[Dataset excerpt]
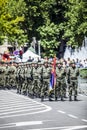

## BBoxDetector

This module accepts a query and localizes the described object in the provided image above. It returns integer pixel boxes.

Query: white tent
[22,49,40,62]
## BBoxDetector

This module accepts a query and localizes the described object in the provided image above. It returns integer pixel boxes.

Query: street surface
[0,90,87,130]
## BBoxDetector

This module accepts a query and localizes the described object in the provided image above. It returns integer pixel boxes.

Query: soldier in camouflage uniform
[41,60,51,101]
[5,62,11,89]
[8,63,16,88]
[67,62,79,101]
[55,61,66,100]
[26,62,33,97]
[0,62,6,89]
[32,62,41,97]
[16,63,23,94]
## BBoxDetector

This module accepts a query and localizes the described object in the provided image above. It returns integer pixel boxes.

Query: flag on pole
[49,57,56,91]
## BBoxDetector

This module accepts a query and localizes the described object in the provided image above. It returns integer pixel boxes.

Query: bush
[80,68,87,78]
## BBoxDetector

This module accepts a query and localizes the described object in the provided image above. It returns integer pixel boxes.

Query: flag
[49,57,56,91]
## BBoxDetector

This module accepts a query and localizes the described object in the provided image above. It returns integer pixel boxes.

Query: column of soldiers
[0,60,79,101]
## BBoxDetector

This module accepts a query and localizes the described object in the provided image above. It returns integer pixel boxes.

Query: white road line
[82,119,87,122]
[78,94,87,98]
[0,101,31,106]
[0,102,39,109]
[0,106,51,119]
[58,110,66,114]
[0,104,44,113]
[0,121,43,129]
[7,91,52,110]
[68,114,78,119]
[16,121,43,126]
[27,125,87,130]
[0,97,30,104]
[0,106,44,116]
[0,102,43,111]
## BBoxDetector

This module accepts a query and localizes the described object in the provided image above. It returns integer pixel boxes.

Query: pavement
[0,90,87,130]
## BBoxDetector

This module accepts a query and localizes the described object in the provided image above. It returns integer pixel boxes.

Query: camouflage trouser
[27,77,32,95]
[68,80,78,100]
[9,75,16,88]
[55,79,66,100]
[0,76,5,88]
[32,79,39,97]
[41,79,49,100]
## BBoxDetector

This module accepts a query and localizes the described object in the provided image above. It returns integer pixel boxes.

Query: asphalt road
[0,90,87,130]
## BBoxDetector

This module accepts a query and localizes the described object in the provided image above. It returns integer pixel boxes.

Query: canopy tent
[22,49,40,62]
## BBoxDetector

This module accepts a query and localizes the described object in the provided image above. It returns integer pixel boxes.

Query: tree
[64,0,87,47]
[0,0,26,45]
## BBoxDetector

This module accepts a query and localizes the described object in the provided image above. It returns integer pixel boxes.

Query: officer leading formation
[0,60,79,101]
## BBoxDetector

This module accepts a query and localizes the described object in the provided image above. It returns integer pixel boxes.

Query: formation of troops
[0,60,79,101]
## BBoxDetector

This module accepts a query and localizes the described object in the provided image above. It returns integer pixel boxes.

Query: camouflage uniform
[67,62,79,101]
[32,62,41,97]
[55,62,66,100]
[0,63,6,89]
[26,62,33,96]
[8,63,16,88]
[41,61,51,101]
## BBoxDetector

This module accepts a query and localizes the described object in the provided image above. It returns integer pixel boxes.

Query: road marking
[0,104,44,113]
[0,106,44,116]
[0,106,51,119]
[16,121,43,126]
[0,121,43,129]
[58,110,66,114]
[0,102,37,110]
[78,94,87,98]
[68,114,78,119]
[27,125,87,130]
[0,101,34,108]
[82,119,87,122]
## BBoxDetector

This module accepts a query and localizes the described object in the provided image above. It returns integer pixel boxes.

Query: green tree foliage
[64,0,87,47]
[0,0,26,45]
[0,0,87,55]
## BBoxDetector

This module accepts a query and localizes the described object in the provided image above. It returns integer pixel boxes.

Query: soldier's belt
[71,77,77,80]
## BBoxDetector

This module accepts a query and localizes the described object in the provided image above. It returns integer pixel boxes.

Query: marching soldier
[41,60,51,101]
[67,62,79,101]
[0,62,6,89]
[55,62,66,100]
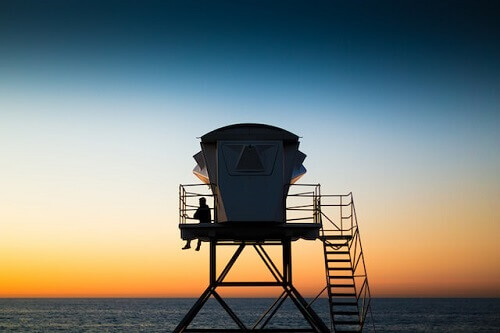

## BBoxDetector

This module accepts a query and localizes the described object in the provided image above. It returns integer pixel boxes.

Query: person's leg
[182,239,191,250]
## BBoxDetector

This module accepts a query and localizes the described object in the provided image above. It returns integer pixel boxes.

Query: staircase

Problem statement
Write out the material word for word, from its start through the line containing "[0,102,43,111]", leaving out the pictures.

Response below
## BBoxDetector

This module accepts a query and localizes the described object in the provided image above. It returns integer pixel boxes.

Query: white tent
[22,49,40,62]
## BBoxDetector

This module accepts a query and localizes the described object in the provided image above. It returns integer pixel boxes.

Query: street surface
[0,90,87,130]
## BBoxDetector

This module accepts a query and localizes the described object in the provided image above. It returns integer pixel boxes.

Query: soldier in camouflage uniform
[41,60,51,101]
[5,62,11,89]
[8,63,16,88]
[67,62,79,101]
[55,61,66,100]
[26,62,33,97]
[0,62,6,89]
[32,62,41,97]
[16,63,23,94]
## BBoxDetector

This module accepts a query and localizes the described object in the provided image above. It returns integer pixel boxes.

Query: flag on pole
[49,57,56,91]
## BBoxDetector

This module accepts a query and localizes the described object in the provided image above. It returns integer pixel boxes.

Query: bush
[80,68,87,78]
## BBoxDetector

This module accepts a query and localizes the described object in the provided image above. It returns integer pixel boxes.

Query: flag
[49,57,56,91]
## BBoxDetector

This module accepts a query and localizes the described object in the provided image above. It returns integer pixel boxes.

Query: column of soldiers
[0,60,79,101]
## BBoxDetector

This module accepts a query and localizes the described object in the provided image above. It returns integer pixel boxes.

Query: white road line
[82,119,87,122]
[78,94,87,98]
[0,101,31,106]
[0,102,39,109]
[0,106,51,119]
[58,110,66,114]
[0,104,44,113]
[0,121,43,129]
[7,91,52,110]
[68,114,78,119]
[16,121,43,126]
[27,125,87,130]
[0,97,30,104]
[0,106,44,116]
[0,102,43,111]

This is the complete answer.